======== DATA EXCERPTS ========

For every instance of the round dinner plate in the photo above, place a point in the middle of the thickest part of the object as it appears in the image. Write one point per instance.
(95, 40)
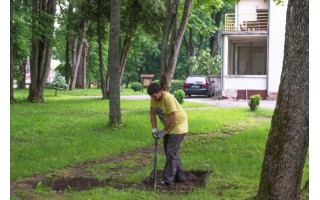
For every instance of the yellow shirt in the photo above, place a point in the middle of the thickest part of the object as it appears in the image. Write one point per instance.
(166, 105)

========
======== DATA EXCERPTS ========

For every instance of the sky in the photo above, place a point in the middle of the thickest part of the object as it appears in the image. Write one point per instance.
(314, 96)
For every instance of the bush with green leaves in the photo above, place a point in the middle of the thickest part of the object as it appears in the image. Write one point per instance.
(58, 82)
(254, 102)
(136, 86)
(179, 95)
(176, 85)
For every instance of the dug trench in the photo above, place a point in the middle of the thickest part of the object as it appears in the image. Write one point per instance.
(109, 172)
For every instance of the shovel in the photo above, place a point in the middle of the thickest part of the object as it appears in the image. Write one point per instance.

========

■ **REQUIRED ACTION**
Repeat word for word the lines above that run from the line containing "For every instance of the dug" through the line containing "For every instance of the shovel", both ends included, and nothing else.

■ **EXERCISE OUTPUT**
For every instance of the dug trench in the photo above, place a point in the middle of the thickest part of the object as it appears in the image. Write one point per instance.
(109, 172)
For every instance of the shovel in the photo above, place a point in the middle of the thickest part of the object as it appears in the image. Write one point per instance.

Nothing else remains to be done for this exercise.